__What you have to do__: Please copy the post about what's missing from the iPad word for word, from "I mean, come" to "Everyone hates dongles!", inclusive.

Posts Tagged geekery

What’s Missing From The iPad

I feel almost guilty for buying into the hype and writing about it, but I’m well overdue a post and it seemed to be an opportune subject. I therefore present to you: what’s missing from the iPad! Pay attention now Jobs!

Widescreen

I mean, come on Apple. If you’re going to sell it as a good device for watching movies, you really needed to give it a wide screen. There’s not really any excuse for 4:3 these days

Transreflective screen

Similarly, if you’re going to pitch a device as an e-book reader, then straight backlit LCD isn’t a good solution. I agree that e-ink isn’t a solution for something which needs to be a multimedia platform, but trying to read at night on this is just going to keep me awake

iPhone Connectivity

Having the iTunes store on the device is a great idea, but if you can’t plug in your iPhone (no USB ports) to get the choons, it’s pretty crippled. Even better, let people sync wirelessly! Everyone hates dongles!

__Material__:
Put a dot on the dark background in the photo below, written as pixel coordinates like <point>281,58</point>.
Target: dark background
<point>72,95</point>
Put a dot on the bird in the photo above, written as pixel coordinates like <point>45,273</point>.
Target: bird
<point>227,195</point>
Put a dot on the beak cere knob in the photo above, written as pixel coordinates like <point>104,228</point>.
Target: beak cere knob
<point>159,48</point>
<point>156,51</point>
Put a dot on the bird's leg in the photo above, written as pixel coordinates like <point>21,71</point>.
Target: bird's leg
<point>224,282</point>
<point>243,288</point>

==

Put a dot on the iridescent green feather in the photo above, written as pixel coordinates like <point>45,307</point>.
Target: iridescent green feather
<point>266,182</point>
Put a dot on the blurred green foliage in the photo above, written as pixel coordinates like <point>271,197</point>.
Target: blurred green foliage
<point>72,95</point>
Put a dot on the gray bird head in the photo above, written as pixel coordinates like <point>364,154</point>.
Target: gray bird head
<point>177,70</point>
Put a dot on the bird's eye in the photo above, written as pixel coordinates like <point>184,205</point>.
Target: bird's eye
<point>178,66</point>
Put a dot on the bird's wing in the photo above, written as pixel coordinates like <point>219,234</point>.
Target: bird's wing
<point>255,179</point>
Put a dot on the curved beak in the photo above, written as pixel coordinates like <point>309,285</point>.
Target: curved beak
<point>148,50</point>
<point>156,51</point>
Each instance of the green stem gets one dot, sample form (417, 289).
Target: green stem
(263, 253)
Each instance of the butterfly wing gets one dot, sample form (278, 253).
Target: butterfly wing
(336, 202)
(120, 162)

* * *

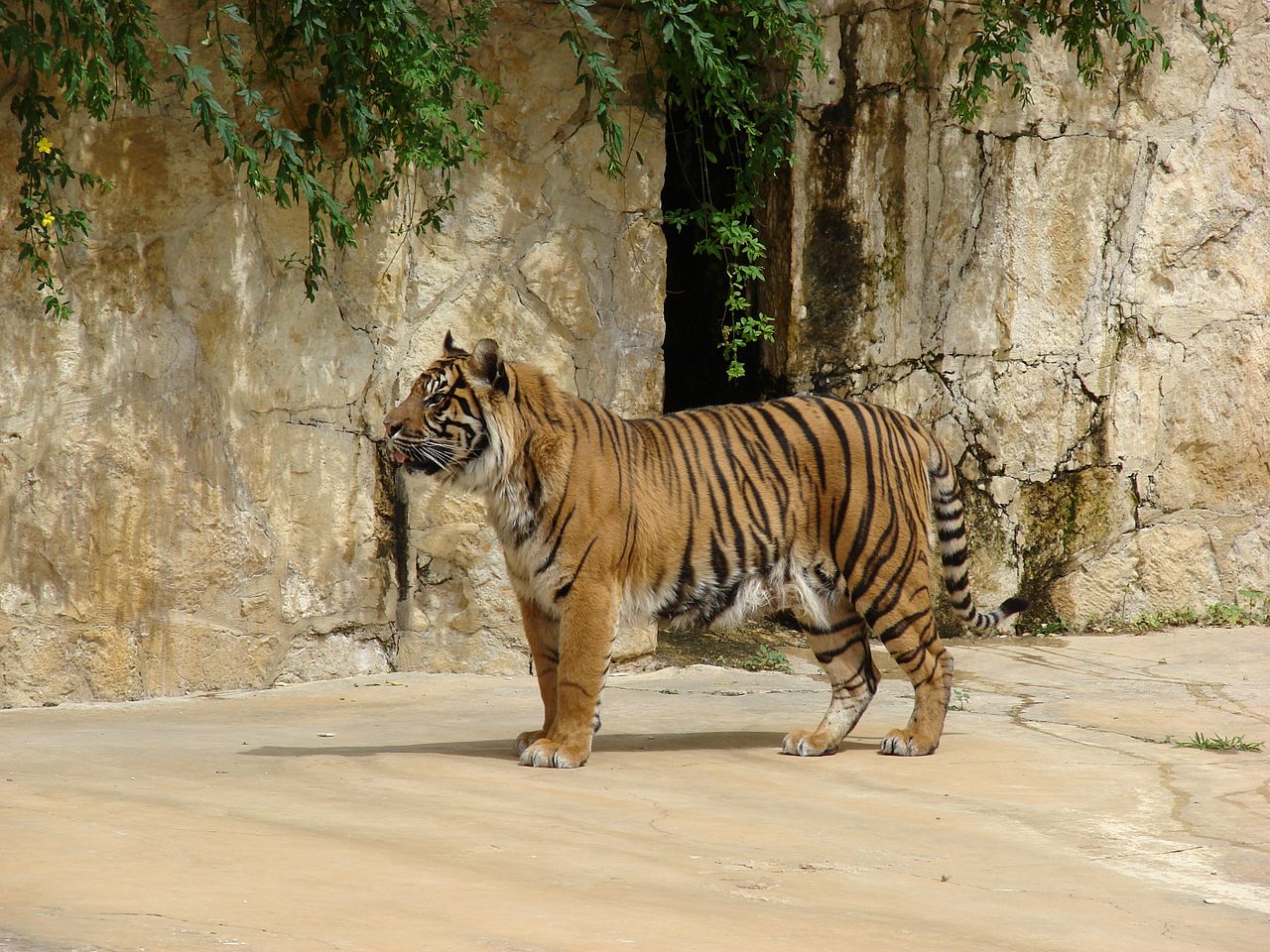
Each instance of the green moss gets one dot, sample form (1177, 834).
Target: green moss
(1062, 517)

__Exercise result__:
I mean, come on Apple. If you’re going to sell it as a good device for watching movies, you really needed to give it a wide screen. There’s not really any excuse for 4:3 these days

Transreflective screen

Similarly, if you’re going to pitch a device as an e-book reader, then straight backlit LCD isn’t a good solution. I agree that e-ink isn’t a solution for something which needs to be a multimedia platform, but trying to read at night on this is just going to keep me awake

iPhone Connectivity

Having the iTunes store on the device is a great idea, but if you can’t plug in your iPhone (no USB ports) to get the choons, it’s pretty crippled. Even better, let people sync wirelessly! Everyone hates dongles!